▶ EXCERPTED TEXT
begin
Solution of 6.6.1, Lord of the Fruit Flies

Identify the number of papers in PubMed that has Drosophila virilis in the title or abstract


In [1]:
from Bio import Entrez
import re

We construct an esearch request and use the NCBI history function in order to refer to this search in our subsequent efetch call.


In [2]:
# Always tell NCBI who you are (edit the e-mail below!)
Entrez.email = "your_name@yourmailhost.com"
handle = Entrez.esearch(db="pubmed", 
                        term="Drosophila virilis[Title/Abstract]",
                        usehistory="y")
record = Entrez.read(handle)
# generate a Python list with all Pubmed IDs of articles about D. virilis
id_list = record["IdList"]
record["Count"]


Out[2]:
'543'

In [3]:
webenv = record["WebEnv"]
query_key = record["QueryKey"]

Retrieve the PubMed entries using our search history


In [4]:
handle = Entrez.efetch(db="pubmed",
                       rettype="medline", 
                       retmode="text", 
                       retstart=0,
retmax=543, webenv=webenv, query_key=query_key)

In [5]:
out_handle = open("D_virilis_pubs.txt", "w")
data = handle.read()
handle.close()
out_handle.write(data)
out_handle.close()

Count the number of contributions per author

We construct a dictionary with all authors as keys and the number of contributions as value.


In [6]:
with open("D_virilis_pubs.txt") as datafile:
    author_dict = {}
    for line in datafile:
        if re.match("AU", line):
            # capture author
            author = line.split("-", 1)[1]
            # remove leading and trailing whitespace
            author = author.strip()
            # if key is present, add 1
            # if it's not present, initialize at 1
            author_dict[author] = 1 + author_dict.get(author, 0)

Find the top five researchers

Dictionaries do not have a natural order but we can sort a dictionary based on the values using the function sorted. We retrieve the number of contributions per author from our author_dict using author_dict.get and use it as value in the sorted function. sorted returns a list that can be indexed to return only the top 5 of researchers.


In [7]:
for author in sorted(author_dict, key = author_dict.get, reverse = True)[:5]:
    print(author, ":", author_dict[author])


Gruntenko NE : 36
Evgen'ev MB : 30
Hoikkala A : 24
Raushenbakh IIu : 24
Korochkin LI : 22
end
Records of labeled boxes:
begin
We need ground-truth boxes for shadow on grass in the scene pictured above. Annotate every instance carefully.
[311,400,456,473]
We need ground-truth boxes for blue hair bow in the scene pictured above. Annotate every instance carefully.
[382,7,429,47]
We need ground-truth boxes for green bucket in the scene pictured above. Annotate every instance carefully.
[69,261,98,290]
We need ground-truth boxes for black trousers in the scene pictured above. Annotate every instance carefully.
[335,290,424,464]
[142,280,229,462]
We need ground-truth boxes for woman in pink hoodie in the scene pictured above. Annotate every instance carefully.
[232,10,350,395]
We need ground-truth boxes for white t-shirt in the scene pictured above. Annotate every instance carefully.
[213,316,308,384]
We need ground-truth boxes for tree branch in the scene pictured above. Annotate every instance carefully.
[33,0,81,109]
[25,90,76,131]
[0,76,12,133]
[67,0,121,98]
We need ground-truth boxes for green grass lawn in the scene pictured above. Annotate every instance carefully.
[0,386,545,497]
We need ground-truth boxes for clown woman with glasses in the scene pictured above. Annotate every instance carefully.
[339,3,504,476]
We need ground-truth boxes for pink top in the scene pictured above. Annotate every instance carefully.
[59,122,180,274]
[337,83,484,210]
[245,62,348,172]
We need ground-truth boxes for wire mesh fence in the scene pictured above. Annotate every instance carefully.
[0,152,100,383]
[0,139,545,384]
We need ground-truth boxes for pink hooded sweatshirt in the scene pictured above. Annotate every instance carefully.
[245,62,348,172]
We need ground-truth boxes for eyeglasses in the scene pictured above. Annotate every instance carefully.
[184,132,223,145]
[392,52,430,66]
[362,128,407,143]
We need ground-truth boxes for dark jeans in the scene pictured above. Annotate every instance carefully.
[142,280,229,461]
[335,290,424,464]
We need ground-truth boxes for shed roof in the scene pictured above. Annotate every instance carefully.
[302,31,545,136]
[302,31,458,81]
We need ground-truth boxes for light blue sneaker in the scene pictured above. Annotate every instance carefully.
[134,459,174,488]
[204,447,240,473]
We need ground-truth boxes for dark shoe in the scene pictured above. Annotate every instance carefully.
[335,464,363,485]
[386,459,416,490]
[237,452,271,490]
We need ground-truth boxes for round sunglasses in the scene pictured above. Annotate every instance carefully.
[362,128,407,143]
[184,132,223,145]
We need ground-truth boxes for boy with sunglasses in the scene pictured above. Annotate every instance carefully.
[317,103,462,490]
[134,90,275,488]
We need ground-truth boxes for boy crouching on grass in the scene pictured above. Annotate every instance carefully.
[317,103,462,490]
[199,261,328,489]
end
▶ INSTRUCTIONS TO FOLLOW
Extract the passage of the Entrez tutorial between "We construct an" and "record = Entrez.read(handle)", inclusive. Rely solely on the Entrez tutorial and nothing beyond it.

▶ PROBLEM SOLUTION
We construct an esearch request and use the NCBI history function in order to refer to this search in our subsequent efetch call.


In [2]:
# Always tell NCBI who you are (edit the e-mail below!)
Entrez.email = "your_name@yourmailhost.com"
handle = Entrez.esearch(db="pubmed", 
                        term="Drosophila virilis[Title/Abstract]",
                        usehistory="y")
record = Entrez.read(handle)